* [WHAT YOU SHOULD DO]
Find each line in the data below that contains the string "tent" and copy those lines out in full.

* [SOURCE RECORDS]
— BEGIN —
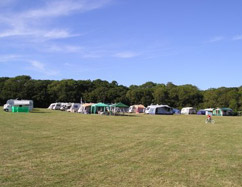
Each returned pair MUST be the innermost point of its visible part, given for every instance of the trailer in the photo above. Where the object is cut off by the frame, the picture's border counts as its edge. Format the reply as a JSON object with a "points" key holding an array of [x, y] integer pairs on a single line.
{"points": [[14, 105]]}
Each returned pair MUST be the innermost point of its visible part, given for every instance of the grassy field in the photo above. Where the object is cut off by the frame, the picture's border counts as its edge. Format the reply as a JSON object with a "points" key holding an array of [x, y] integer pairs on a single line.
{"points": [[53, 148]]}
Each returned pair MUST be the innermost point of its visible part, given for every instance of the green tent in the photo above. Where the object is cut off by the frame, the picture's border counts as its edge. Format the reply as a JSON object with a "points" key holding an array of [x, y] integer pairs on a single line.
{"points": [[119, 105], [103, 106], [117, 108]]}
— END —
— BEGIN —
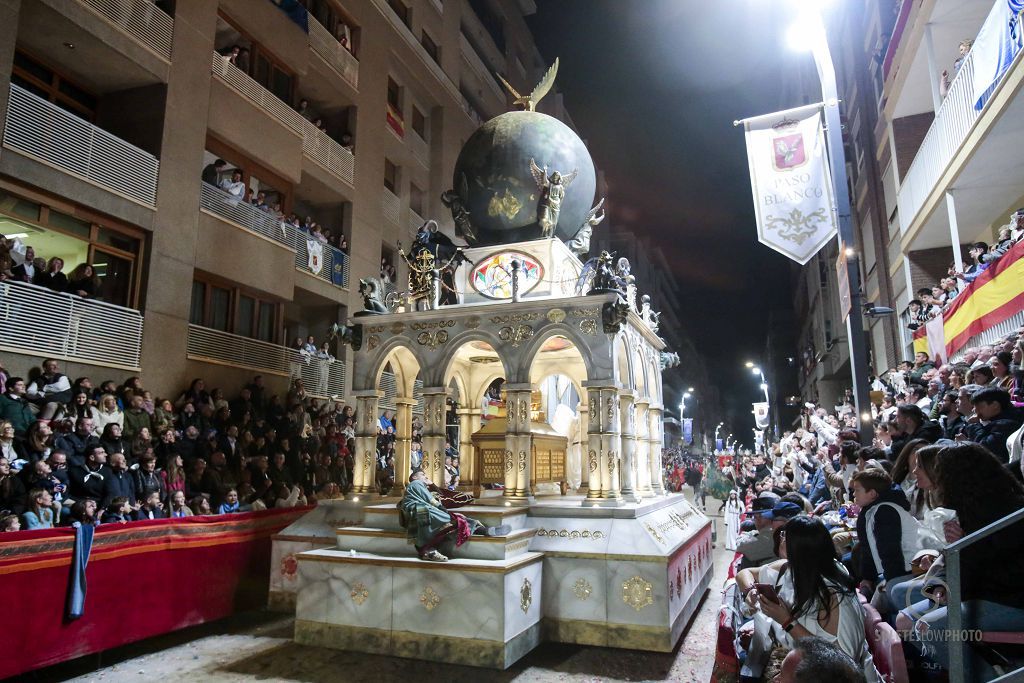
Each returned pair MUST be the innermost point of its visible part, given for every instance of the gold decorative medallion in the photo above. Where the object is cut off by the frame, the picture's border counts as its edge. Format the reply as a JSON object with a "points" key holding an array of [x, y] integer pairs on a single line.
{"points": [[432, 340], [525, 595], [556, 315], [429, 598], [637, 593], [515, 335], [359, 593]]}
— END —
* [WORKED ANSWER]
Each returned pair MUST be the innermost point of its visible part, given for every instance of the green tent in the photo above. Where the object is cut off by the frame, the picture's border counts as its edge. Format the reply as a JSON object with a "points" key holding an array of [x, y] integer pairs on a single line.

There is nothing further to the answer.